──────── Extract ────────

Much the same case can be made even with respect to the autocratic tsar. The relation between a parliamentary leader like Castlereagh and the public opinion of his domestic constituency in a state-nation provides elements out of which the relation of a state-nation's leader to other peer leaders is created, and ultimately the relation of that state to other states. That relation too is compounded of prestige, reputation, and the stature that is conferred by being at one with public opinion, and therefore domestic and international public opinion are linked. The tsar wished to gain the respect of the European public in order to play a decisive role in the directorate, a body made up of leaders who themselves, in their domestic constituencies, had to be attentive to public opinion. The Vienna system could only successfully function if it were made sensitive to public opinion: the congresses and the directorate ensured this.

THE NEED FOR NEW PRINCIPLES
 

The most significant challenge facing the peacemakers, however, was neither instrumental nor political. This was the challenge posed by the loss of customary legitimacy by the ancien régime. In a previous work
21
Calabresi and I have suggested that one way to look at the different cultural institutions that societies use to address social issues is in terms of four paradigmatic allocation methods: economic, political, customary, and blind. These four methods function in part to resolve and in part to hide the conflicts in values that arise from contested allocations of resources and from the difficult choices among values that are thus forced on societies. Lottery (or “blind”) systems share with customary systems the virtue of avoiding any overt consideration of the competing merits of different choices.

──────── Data excerpts ────────

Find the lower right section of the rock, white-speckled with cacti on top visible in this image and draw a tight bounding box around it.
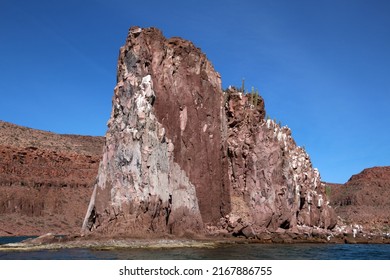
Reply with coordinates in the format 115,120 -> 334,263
222,89 -> 336,235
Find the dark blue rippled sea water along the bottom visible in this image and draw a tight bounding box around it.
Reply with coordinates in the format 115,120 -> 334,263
0,237 -> 390,260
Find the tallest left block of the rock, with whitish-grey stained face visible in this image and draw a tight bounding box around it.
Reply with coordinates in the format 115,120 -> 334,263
83,28 -> 213,235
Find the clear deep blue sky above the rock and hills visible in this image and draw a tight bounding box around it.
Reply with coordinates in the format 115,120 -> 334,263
0,0 -> 390,183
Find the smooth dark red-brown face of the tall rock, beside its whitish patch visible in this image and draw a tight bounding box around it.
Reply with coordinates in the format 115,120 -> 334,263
118,28 -> 230,223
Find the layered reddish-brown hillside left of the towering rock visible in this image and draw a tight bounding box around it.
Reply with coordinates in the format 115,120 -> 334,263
0,121 -> 104,236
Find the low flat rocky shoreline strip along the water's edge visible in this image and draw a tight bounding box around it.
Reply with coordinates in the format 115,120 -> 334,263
0,233 -> 390,252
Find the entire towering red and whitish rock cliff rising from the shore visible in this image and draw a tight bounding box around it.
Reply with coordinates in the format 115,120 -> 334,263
83,27 -> 335,236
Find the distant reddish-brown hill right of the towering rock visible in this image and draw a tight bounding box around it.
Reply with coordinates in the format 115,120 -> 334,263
327,166 -> 390,232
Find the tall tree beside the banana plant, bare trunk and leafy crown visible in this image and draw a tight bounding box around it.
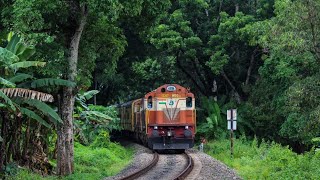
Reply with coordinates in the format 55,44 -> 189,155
4,0 -> 171,175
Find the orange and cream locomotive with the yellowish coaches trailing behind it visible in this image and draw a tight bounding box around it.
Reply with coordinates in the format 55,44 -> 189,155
120,84 -> 196,150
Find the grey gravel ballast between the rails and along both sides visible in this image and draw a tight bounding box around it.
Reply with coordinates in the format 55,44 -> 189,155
105,144 -> 242,180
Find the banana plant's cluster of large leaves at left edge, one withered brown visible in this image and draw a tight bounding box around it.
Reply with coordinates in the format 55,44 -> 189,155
0,32 -> 65,127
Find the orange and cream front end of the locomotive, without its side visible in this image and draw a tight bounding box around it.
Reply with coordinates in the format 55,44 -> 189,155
143,84 -> 196,150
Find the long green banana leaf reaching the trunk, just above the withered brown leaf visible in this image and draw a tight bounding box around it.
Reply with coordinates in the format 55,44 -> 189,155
31,78 -> 76,88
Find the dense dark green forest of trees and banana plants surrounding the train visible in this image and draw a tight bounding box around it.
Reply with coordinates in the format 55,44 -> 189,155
0,0 -> 320,178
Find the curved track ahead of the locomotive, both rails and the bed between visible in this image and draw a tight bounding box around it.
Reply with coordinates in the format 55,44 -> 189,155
122,153 -> 193,180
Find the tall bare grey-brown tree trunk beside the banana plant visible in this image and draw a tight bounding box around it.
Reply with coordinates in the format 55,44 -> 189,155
57,6 -> 88,176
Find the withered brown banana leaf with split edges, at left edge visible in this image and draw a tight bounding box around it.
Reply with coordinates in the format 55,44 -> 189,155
0,88 -> 53,102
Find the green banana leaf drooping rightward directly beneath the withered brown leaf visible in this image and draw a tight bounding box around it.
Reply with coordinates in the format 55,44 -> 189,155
20,99 -> 62,123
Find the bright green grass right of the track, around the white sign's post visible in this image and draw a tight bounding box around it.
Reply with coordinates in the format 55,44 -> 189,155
205,138 -> 320,179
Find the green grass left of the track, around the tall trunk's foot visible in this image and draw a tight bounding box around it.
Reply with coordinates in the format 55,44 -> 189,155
8,143 -> 133,180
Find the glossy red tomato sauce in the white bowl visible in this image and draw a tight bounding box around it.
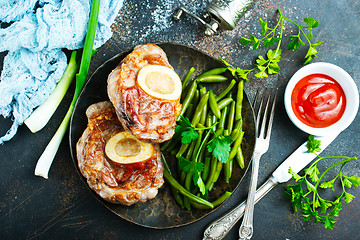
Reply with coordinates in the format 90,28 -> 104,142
291,74 -> 346,128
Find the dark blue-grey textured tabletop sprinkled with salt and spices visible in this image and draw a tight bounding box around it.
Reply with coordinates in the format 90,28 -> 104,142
0,0 -> 360,240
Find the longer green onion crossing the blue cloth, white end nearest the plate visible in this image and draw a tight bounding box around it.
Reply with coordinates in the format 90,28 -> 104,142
35,0 -> 100,178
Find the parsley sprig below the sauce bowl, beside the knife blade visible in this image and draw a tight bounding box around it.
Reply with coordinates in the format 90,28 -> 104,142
285,135 -> 360,229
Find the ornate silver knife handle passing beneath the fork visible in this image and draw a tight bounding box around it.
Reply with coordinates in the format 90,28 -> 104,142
203,176 -> 278,240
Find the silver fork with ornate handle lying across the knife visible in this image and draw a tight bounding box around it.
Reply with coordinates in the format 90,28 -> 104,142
239,90 -> 277,240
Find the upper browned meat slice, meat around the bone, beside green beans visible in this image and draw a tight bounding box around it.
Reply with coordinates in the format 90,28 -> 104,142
107,44 -> 181,143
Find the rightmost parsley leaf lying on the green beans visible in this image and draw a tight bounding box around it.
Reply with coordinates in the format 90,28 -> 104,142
206,135 -> 233,163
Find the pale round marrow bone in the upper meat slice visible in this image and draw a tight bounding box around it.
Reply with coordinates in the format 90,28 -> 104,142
137,65 -> 181,100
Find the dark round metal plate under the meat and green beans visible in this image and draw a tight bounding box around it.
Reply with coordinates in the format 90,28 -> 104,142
69,43 -> 255,229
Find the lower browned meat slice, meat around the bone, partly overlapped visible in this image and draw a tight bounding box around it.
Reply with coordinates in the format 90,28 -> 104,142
76,101 -> 164,206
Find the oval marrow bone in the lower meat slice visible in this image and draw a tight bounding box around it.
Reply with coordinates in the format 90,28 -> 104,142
105,131 -> 154,164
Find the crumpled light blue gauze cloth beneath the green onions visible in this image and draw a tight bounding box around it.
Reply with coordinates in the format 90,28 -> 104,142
0,0 -> 123,144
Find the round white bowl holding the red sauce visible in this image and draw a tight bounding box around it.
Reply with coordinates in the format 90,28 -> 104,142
284,62 -> 359,136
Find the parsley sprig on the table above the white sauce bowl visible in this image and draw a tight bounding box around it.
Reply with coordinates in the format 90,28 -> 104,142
223,9 -> 323,81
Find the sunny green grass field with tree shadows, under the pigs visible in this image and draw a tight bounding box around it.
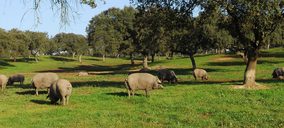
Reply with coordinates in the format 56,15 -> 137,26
0,48 -> 284,128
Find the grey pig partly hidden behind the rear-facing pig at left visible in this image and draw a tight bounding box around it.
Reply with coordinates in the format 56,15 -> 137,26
32,73 -> 58,95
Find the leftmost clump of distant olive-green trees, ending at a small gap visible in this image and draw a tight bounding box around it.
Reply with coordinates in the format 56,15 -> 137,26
0,29 -> 55,61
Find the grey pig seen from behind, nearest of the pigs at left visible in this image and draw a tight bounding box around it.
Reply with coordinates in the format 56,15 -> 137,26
47,79 -> 72,105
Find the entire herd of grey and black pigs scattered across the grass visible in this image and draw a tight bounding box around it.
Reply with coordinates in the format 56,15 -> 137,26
0,67 -> 284,105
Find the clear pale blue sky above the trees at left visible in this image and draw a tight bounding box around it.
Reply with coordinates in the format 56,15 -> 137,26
0,0 -> 130,36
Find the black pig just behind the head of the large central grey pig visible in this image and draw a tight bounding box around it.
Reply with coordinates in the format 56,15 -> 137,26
158,69 -> 177,83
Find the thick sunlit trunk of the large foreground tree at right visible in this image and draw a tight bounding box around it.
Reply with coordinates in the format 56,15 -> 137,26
244,49 -> 258,88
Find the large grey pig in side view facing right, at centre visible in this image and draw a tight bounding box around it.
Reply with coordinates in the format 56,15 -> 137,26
125,73 -> 163,97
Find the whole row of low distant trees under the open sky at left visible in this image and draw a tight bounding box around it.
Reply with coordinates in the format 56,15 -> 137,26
0,29 -> 89,62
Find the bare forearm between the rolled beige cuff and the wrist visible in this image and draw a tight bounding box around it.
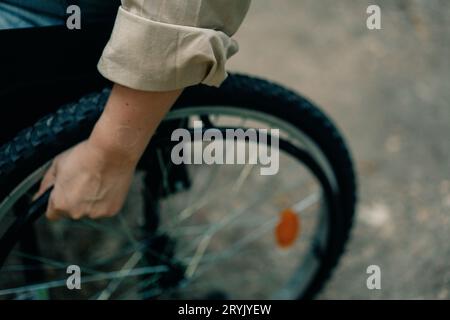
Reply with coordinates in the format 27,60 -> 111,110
89,84 -> 182,164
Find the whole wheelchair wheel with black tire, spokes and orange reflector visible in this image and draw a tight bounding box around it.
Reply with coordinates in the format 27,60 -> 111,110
0,75 -> 356,299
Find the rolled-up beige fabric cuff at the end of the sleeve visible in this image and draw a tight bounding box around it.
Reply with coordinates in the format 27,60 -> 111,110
98,7 -> 238,91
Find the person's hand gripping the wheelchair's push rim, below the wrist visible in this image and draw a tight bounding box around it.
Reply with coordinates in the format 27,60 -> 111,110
35,140 -> 135,220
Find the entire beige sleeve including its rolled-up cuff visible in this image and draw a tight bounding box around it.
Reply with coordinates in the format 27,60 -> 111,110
98,0 -> 251,91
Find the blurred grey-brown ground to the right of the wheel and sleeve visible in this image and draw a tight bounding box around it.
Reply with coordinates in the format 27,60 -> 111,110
230,0 -> 450,299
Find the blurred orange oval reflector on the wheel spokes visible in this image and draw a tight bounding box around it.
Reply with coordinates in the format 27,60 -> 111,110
275,209 -> 301,248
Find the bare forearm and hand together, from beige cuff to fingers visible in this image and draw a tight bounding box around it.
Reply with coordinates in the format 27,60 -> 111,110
35,84 -> 182,220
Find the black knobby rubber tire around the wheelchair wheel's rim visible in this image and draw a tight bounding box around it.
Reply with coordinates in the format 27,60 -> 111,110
0,74 -> 356,299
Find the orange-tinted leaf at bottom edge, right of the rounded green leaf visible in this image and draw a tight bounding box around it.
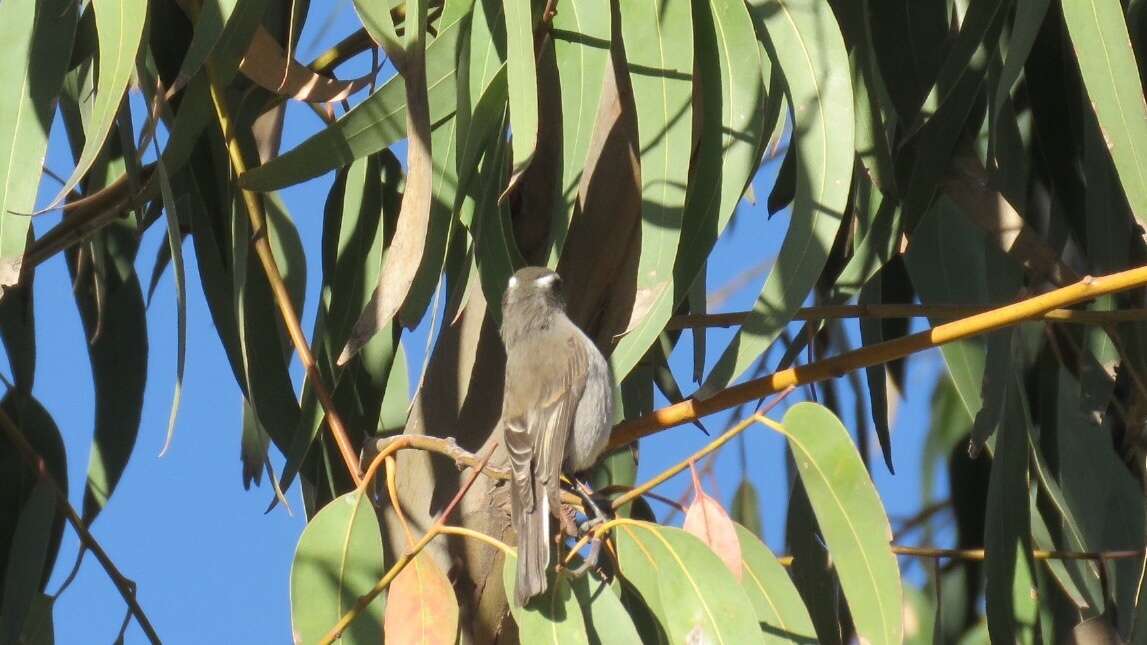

────────

# Task goal
Decide whether each statement agrees with the passage on the Vienna system, answering yes or no and quoting the deciding words: 1. The tsar sought the respect of the European public. 2. The peacemakers' most significant challenge was a political one. 3. The passage names three paradigmatic allocation methods.

# Task output
1. Yes: "The tsar wished to gain the respect of the European public in order to play a decisive role in the directorate"
2. No: "The most significant challenge facing the peacemakers, however, was neither instrumental nor political."
3. No: "four paradigmatic allocation methods: economic, political, customary, and blind"